▶ _TEXTE SOURCE_:
○ ○ ○

Sur le plan physique (corporel, racial, sexuel)
Honte d'être sale, d'être mal habillé, de sentir mauvais. Honte d'une partie de son corps, honte d'avoir un handicap. Honte d'être trop gros, trop grand ou trop petit. Honte d'être noir, jaune, blanc ou métisse. Honte d'être sourd, muet, borgne. Honte de dévoiler sa nudité, son impuissance, ses insatisfactions. Honte de se montrer, d'être vu. Honte de son sexe, honte de sa sexualité, honte de ses besoins corporels et sexuels.
Sur le plan affectif (familial et amical)
Honte de ses proches, de ceux qu’on aime, d’un parent, d’un frère, d’une soeur, d’un ami. Honte d'être le fils ou la fille de untel, honte d'être le "batard", honte d'être l'enfant du secret ou de la faute. Honte d’avoir honte de ceux qu’on aime et dont on a besoin d’être aimé. Honte de son infidélité ou de sa fidélité aux parents qu'on devrait honorer. Honte de ses besoins affectifs.
Sur le plan cognitif (intellectuel)
Honte de ne rien valoir, de ne rien savoir. Honte d'être un nul. Honte d'être analphabète. Honte d'être incompétent. Honte d'être un manuel, de ne pas avoir de diplôme. Honte d'être un intello, d'avoir trop de diplômes, honte d'être "une tronche" ou "une tête".
Sur le plan social et économique
Honte d’appartenir à un groupe, à une religion, à une entité économique, sociale, professionnelle: honte d'être un "prolo", d'être un bourgeois, d'être "catho" ou juif. Honte d'être pauvre, miséreux, chômeur, RMIste ou d'être parmi les exclus.
Sur le plan spirituel
Honte de n’avoir aucun sens à donner à sa vie, de ne pas être utile. Honte d’avoir perdu le désir d’exister. Honte d'être un pauvre type, d'être un paumé, un salaud ou mauvais. Honte d’être un homme confronté à l’inhumanité d’autres hommes.

○ ○ ○

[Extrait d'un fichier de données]

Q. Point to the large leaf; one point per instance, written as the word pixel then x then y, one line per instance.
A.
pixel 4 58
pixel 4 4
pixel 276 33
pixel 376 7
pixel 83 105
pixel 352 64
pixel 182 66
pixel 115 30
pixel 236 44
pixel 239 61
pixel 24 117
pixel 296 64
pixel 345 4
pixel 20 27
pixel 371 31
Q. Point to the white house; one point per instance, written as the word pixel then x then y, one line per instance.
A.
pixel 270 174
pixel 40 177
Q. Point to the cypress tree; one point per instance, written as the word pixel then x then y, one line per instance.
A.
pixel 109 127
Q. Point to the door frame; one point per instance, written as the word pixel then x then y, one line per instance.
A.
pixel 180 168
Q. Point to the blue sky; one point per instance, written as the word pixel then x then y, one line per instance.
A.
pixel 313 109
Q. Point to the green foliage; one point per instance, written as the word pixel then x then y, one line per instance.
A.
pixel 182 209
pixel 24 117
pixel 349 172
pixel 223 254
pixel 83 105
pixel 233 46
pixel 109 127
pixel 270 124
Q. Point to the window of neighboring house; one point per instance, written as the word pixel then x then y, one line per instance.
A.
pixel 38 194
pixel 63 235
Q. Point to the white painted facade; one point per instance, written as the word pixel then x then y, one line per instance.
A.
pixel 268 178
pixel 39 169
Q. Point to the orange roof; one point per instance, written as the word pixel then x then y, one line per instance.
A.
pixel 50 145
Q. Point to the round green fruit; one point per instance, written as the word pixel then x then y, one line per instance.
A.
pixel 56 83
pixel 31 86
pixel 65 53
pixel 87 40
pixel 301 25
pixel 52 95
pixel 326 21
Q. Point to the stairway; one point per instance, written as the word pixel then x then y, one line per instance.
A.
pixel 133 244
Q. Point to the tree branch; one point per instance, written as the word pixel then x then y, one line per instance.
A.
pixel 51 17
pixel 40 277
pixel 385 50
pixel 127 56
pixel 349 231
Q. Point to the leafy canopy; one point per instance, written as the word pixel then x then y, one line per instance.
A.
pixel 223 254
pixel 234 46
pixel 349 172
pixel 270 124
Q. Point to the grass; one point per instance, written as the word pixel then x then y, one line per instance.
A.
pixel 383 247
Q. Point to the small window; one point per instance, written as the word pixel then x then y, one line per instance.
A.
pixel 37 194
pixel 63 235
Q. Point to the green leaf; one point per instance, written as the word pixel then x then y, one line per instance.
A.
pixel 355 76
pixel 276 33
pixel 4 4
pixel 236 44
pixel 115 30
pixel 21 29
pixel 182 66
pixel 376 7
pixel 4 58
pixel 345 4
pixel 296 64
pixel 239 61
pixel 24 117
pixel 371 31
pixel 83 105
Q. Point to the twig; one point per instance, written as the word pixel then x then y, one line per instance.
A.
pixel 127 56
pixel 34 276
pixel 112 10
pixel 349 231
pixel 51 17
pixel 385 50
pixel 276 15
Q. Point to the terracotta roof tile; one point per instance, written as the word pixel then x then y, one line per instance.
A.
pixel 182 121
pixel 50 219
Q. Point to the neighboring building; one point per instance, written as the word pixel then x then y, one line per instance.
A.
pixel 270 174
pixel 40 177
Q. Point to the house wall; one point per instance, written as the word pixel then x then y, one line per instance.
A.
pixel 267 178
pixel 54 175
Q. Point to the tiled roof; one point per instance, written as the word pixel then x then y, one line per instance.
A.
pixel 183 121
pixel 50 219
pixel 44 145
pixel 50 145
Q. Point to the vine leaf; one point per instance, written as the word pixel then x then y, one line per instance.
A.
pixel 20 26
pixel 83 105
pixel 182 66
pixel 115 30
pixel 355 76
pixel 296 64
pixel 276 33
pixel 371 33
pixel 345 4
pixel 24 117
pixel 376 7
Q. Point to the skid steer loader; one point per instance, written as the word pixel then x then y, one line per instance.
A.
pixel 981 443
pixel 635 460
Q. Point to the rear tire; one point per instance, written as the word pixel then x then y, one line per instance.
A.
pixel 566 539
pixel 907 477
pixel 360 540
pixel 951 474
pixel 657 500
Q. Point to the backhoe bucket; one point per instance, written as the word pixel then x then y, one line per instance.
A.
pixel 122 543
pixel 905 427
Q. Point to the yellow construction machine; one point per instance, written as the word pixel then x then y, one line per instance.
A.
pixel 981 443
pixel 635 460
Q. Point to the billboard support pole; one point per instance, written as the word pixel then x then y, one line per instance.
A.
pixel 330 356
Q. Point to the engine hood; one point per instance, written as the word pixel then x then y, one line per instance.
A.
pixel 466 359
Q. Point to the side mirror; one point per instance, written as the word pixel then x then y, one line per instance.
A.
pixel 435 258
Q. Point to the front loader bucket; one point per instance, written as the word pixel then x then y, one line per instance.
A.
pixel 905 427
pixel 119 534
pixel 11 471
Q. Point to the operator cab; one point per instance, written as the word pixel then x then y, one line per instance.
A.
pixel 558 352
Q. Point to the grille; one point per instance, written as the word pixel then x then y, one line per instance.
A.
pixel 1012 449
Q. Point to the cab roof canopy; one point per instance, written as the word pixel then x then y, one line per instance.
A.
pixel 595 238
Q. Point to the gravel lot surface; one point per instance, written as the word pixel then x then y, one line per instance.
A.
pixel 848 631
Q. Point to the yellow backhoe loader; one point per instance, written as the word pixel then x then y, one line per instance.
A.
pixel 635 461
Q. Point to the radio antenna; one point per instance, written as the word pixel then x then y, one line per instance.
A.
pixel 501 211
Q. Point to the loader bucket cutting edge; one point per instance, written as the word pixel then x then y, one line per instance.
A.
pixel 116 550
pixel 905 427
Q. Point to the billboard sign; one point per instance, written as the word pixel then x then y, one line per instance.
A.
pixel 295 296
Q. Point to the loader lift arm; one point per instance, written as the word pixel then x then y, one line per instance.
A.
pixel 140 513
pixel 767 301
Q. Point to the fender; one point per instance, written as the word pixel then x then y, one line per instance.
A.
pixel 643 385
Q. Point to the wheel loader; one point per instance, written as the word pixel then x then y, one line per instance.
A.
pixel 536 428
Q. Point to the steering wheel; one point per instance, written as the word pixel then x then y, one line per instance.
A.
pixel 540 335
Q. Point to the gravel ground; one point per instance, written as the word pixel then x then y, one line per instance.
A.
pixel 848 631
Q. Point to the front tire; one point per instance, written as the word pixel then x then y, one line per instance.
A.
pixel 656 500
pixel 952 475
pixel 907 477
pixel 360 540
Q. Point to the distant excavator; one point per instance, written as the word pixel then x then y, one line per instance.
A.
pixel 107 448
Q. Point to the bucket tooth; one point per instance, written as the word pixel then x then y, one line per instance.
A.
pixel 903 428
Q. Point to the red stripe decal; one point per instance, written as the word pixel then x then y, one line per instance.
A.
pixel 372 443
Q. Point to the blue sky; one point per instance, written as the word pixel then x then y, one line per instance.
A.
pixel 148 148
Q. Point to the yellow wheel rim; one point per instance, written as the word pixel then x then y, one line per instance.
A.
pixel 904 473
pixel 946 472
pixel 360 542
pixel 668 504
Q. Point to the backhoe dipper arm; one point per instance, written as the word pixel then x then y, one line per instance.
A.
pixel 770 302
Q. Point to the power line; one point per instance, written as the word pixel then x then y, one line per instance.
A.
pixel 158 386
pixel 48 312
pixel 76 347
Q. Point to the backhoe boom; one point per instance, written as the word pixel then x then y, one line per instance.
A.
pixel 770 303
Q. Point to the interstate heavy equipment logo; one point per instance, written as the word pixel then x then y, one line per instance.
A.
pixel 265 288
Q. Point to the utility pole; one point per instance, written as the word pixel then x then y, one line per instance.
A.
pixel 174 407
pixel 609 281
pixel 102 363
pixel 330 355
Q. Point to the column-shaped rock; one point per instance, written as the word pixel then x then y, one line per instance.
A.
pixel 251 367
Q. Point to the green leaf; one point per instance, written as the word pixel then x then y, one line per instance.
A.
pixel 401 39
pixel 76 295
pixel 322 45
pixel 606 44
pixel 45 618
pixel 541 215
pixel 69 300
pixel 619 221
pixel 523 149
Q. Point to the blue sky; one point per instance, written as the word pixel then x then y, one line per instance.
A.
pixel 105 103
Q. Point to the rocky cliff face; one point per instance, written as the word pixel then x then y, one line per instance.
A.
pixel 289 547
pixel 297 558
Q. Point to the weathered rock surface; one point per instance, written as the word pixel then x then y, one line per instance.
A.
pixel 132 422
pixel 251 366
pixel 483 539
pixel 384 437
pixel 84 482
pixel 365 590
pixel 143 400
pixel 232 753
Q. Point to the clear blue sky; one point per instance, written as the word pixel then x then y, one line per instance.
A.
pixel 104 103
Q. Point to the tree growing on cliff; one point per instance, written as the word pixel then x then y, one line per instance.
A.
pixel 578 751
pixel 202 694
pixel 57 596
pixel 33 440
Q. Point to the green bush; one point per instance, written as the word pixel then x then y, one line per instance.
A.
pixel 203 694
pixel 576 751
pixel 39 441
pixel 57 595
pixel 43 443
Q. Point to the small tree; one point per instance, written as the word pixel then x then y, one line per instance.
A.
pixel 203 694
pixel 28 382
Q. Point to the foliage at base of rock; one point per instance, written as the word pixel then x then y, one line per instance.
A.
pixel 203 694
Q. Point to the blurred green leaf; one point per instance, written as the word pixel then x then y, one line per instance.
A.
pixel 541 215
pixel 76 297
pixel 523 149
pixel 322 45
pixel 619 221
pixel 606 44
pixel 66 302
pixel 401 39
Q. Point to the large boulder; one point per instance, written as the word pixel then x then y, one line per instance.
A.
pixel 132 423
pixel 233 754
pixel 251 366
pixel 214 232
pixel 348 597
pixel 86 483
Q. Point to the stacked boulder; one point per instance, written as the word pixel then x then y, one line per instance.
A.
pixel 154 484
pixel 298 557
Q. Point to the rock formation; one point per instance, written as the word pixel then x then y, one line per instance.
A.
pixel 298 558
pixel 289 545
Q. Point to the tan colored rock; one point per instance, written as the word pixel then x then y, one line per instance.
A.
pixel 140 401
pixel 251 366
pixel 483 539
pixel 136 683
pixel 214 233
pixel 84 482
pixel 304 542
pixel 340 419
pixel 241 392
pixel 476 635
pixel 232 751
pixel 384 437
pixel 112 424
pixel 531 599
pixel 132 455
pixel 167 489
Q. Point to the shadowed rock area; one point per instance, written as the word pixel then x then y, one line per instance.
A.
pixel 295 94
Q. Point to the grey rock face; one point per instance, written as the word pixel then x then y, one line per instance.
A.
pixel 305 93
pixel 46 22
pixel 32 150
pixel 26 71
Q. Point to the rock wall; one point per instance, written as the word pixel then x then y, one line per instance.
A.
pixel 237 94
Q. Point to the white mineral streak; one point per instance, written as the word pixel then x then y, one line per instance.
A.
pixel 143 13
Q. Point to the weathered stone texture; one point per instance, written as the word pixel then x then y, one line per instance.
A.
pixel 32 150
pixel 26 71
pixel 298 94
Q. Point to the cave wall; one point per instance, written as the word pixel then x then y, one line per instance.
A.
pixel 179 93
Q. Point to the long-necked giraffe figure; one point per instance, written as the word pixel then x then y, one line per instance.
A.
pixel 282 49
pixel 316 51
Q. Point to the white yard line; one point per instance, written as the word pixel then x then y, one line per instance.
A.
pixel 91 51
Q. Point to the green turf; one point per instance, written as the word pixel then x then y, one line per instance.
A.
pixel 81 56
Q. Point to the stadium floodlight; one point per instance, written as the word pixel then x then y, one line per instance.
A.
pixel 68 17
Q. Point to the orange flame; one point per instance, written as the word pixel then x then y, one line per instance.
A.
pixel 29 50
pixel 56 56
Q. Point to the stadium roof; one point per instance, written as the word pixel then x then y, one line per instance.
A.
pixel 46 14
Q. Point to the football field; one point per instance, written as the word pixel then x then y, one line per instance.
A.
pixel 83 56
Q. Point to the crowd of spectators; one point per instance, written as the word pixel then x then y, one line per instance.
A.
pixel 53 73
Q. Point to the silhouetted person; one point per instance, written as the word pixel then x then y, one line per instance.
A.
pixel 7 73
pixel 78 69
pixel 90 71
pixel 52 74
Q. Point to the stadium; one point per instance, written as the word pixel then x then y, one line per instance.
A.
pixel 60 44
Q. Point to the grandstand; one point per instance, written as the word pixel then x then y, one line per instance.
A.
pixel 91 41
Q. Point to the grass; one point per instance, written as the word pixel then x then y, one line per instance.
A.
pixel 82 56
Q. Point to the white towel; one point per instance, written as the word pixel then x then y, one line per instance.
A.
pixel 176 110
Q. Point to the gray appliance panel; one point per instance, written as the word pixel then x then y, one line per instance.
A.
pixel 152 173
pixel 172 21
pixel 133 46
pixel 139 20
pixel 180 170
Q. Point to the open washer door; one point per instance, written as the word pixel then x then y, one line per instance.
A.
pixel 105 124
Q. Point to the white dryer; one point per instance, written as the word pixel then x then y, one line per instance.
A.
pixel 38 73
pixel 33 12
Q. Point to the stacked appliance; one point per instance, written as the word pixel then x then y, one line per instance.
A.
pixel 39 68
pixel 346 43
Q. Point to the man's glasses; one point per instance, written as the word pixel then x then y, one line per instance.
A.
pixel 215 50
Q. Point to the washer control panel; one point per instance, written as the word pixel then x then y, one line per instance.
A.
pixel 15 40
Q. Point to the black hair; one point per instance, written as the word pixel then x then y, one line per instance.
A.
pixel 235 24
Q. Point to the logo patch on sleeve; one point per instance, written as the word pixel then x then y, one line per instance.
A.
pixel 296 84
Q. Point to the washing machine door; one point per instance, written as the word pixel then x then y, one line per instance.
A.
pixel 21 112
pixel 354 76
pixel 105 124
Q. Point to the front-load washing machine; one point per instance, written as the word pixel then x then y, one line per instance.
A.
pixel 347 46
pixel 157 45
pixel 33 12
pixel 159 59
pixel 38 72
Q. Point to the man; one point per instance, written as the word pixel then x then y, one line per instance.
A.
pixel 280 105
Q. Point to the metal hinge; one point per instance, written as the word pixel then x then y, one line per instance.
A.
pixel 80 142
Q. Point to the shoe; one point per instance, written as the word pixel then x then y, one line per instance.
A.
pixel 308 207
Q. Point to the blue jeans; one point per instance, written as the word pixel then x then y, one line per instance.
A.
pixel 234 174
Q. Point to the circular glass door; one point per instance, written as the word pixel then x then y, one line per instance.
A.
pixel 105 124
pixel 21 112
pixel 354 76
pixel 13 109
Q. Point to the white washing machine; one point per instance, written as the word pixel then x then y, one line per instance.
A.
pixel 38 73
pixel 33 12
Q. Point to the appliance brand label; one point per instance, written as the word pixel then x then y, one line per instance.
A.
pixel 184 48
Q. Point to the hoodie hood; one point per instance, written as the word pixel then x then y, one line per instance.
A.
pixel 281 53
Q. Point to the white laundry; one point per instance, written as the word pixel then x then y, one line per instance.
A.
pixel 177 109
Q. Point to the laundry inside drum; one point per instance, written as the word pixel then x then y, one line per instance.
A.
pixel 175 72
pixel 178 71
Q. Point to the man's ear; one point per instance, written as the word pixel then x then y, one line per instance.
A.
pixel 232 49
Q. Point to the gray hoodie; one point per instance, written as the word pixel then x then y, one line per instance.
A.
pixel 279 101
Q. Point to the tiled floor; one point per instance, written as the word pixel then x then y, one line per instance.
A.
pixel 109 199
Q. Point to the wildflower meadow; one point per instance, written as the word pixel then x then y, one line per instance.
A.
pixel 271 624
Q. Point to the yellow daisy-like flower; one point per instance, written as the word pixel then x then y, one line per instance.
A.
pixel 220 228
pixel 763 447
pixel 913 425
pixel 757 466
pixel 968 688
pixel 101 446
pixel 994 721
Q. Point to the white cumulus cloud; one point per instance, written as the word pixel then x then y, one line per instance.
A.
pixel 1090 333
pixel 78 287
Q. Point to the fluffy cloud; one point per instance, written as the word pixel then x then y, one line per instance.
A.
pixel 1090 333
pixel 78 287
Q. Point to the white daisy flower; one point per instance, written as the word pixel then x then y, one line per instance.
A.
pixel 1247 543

○ ○ ○

▶ _TRAVAIL DEMANDÉ_:
Recopiez mot pour mot le passage du texte sur la honte qui s'ouvre sur les mots contenant « Sur le plan affectif » et se termine par « plan cognitif (intellectuel) ». Servez-vous uniquement du texte sur la honte.

▶ _CORRIGÉ_:
Sur le plan affectif (familial et amical)
Honte de ses proches, de ceux qu’on aime, d’un parent, d’un frère, d’une soeur, d’un ami. Honte d'être le fils ou la fille de untel, honte d'être le "batard", honte d'être l'enfant du secret ou de la faute. Honte d’avoir honte de ceux qu’on aime et dont on a besoin d’être aimé. Honte de son infidélité ou de sa fidélité aux parents qu'on devrait honorer. Honte de ses besoins affectifs.
Sur le plan cognitif (intellectuel)